*EXTRAIT DU DOCUMENT:*
#####
Gilles Favarel-Garrigues et Laurent Gayer, deux chercheurs du CNRS, ont publié une enquête passionnante sur les « justiciers autoproclamés », ces citoyens devenant parfois de véritables milices armées, qui pullulent dans le monde entier, de l’Amérique latine à la Russie, en passant par le Nigeria. La France, elle, se distingue par le fait les autorités ont toujours concédé dans son histoire récente des exemptions à certains acteurs privés résolus à faire la loi hors du cadre légal, afin de maintenir l’ordre économique et politique. Plongée au cœur du monde de ces mercenaires d’un nouveau genre.
LR&LP : Qu’est-ce qui vous a donné envie de mener cette enquête sur les auto-justiciers ?
Au cours des années 2000, nous avons chacun observé sur nos terrains respectifs – la Russie d’une part, l’Inde et le Pakistan d’autre part – un engouement croissant pour le vigilantisme, c’est-à-dire pour le recours à des méthodes extra-légales, de la part de citoyens ordinaires, en vue de maintenir l’ordre ou de rendre la justice par eux-mêmes, en réponse à une défaillance présumée des appareils policiers et judiciaires.
En Inde comme en Russie, ces groupes ont pris de l’ampleur au cours de la décennie suivante, bénéficiant souvent de protections au sein de la classe politique ou de l’administration. C’est le cas des militants nationalistes hindous qui, suite à l’accession au pouvoir de Narendra Modi en 2014, ont bénéficié d’une impunité croissante pour harceler les musulmans et les Dalits au nom de la protection des vaches et de l’application de nouvelles législations interdisant leur abattage et la commercialisation de la viande bovine.
L’influence de ces militants se fait aussi sentir dans le domaine artistique, où leurs activités de police culturelle visent à édicter et faire respecter de nouveaux interdits. En Russie, également, cette période a été marquée par une efflorescence de groupes de justiciers résolus à faire la police par eux-mêmes, hors du cadre légal.
C’est ce phénomène que nous avons observé, d’abord dans les sociétés que nous étudions, puis à une échelle mondiale, en engageant un vaste travail comparatif.
LR&LP : La question de l’acceptation sociale est prédominante pour donner légitimité aux justiciers auto-proclamés…
Les groupes de justiciers retenant notre attention sont tous en quête de légitimité. Ils se mobilisent au nom d’une cause et d’un groupe de référence : le « peuple », les « honnêtes citoyens », les gens du quartier, la communauté villageoise… Et ils s’adressent à un public, pris à partie, dont ils attendent la validation de leurs actions controversées.
Il est essentiel pour eux de se distinguer d’assassins vindicatifs, au service de leurs intérêts matériels ou leurs névroses personnelles. Et tout en critiquant leur performance, ces justiciers recherchent l’approbation, au moins tacite, des autorités officielles. Sans un minimum de protection étatique, ces groupes s’exposent en effet à des sanctions judiciaires immédiates.
S’ils sont souvent convaincus de leur bon droit, ils se montrent généralement prudents. Avant de passer à l’action, ils mesurent leurs chances d’impunité. C’est d’ailleurs pour cela qu’ils choisissent souvent leurs victimes dans les catégories les plus vulnérables de la population, celles que personne ou presque n’ira défendre : les marginaux, les étrangers, les fous, les pédophiles ou les voleurs d’enfants.
#####
*ÉLÉMENTS FOURNIS:*
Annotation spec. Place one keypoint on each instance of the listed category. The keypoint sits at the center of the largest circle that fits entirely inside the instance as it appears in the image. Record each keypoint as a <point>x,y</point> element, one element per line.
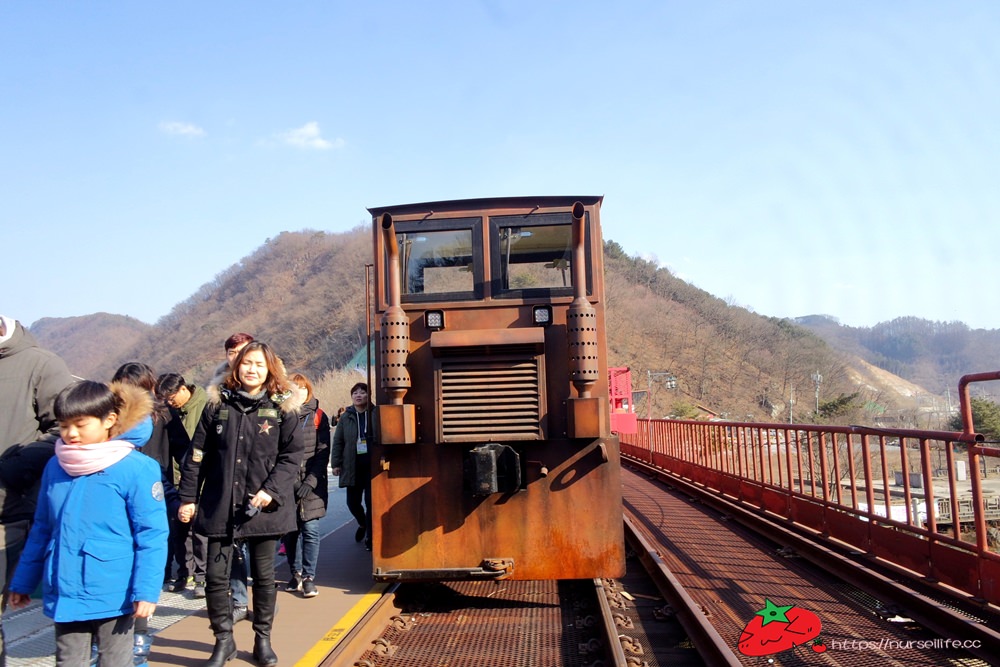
#####
*CONSIGNE:*
D'après l'entretien sur les justiciers autoproclamés, répondez brièvement :
(a) Sur quels terrains les deux chercheurs ont-ils observé l'engouement pour le vigilantisme au cours des années 2000 ?
(b) En quelle année Narendra Modi a-t-il accédé au pouvoir ?
(c) Dans quelles catégories de la population ces justiciers choisissent-ils souvent leurs victimes ?

*RÉPONSE:*
(a) La Russie d'une part, l'Inde et le Pakistan d'autre part.
(b) En 2014.
(c) Les marginaux, les étrangers, les fous, les pédophiles et les voleurs d'enfants.